TASK STATEMENT> Locate each line in the items below that contains the word "hillside", and copy those lines.

Pointing items:
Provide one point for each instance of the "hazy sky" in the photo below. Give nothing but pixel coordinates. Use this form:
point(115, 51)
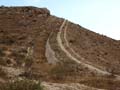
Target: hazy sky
point(102, 16)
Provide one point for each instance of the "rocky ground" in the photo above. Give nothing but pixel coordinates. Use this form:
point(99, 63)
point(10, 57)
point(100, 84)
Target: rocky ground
point(30, 48)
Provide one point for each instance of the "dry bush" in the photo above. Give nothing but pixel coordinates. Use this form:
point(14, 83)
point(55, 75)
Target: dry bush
point(21, 85)
point(104, 83)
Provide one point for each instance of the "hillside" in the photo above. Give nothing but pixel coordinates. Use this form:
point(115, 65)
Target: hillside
point(36, 45)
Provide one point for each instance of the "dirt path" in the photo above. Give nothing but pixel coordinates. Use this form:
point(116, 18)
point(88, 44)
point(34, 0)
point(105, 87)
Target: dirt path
point(68, 54)
point(49, 53)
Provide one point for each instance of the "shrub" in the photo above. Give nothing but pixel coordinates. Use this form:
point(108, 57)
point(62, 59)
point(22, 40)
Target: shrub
point(21, 85)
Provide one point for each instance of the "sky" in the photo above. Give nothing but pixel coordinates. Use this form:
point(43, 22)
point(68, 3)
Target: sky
point(101, 16)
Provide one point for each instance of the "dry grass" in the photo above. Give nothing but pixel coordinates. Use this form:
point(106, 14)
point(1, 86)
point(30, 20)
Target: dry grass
point(104, 83)
point(21, 85)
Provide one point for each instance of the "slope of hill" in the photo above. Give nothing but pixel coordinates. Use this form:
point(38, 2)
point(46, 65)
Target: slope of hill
point(37, 45)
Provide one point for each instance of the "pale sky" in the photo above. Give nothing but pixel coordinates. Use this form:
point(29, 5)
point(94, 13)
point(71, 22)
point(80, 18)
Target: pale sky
point(101, 16)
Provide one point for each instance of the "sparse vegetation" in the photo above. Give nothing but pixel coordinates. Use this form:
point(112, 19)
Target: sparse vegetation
point(21, 85)
point(104, 83)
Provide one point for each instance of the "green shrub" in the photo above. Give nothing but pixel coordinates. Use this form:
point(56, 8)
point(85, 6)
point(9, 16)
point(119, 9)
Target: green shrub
point(21, 85)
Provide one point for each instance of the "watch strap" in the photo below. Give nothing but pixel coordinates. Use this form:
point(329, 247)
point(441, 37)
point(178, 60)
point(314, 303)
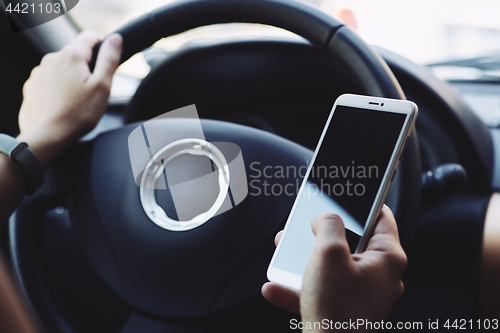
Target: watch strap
point(20, 153)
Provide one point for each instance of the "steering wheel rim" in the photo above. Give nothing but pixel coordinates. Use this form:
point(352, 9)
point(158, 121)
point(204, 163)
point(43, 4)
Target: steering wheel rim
point(322, 30)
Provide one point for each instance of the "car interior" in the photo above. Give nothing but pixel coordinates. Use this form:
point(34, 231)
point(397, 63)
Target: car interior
point(86, 258)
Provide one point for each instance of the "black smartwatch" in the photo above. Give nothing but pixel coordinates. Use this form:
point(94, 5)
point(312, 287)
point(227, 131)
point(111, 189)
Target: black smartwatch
point(22, 155)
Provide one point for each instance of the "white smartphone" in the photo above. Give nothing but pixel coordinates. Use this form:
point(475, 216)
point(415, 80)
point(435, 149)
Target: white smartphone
point(350, 174)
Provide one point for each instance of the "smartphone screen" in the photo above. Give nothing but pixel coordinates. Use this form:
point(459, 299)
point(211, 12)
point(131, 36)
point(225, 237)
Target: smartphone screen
point(345, 179)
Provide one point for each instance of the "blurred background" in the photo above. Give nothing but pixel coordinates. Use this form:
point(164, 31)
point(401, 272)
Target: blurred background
point(425, 31)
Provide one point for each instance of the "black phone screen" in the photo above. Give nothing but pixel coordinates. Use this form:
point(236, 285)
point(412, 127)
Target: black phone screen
point(344, 179)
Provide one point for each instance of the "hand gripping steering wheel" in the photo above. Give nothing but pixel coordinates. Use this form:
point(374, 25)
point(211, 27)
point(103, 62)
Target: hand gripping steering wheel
point(221, 264)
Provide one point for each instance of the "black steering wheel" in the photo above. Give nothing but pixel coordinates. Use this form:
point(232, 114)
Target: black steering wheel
point(199, 273)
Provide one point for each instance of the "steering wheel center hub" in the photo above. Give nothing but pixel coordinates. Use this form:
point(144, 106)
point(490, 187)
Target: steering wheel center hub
point(156, 168)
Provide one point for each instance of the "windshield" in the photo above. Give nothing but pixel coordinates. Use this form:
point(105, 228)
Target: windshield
point(425, 31)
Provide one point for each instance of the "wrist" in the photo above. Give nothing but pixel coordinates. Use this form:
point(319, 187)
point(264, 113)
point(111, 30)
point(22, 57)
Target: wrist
point(45, 148)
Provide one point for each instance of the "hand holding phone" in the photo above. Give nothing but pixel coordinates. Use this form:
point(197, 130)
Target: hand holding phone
point(350, 174)
point(339, 286)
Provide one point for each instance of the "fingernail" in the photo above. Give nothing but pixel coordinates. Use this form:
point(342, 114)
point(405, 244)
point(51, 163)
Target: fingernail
point(116, 40)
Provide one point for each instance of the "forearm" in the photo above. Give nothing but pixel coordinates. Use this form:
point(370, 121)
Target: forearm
point(13, 185)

RESULT OF THE EXERCISE>
Provide one point for each instance of the "hillside" in the photo above. Give nothing but pixel coordinates. Use this form:
Target: hillside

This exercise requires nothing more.